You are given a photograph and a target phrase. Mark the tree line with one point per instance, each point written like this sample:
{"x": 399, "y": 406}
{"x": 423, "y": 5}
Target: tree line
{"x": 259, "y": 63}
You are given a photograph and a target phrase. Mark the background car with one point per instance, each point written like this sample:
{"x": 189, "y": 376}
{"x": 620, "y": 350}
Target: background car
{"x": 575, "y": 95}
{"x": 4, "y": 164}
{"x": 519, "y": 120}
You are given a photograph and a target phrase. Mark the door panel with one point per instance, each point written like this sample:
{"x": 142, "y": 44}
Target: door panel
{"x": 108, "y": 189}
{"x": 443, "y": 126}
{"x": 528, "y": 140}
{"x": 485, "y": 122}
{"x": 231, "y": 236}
- - -
WHAT IS EXPECTED - Examine the listing line by line and give the number of lines where "sample" occurs, with nothing added.

REPLY - 3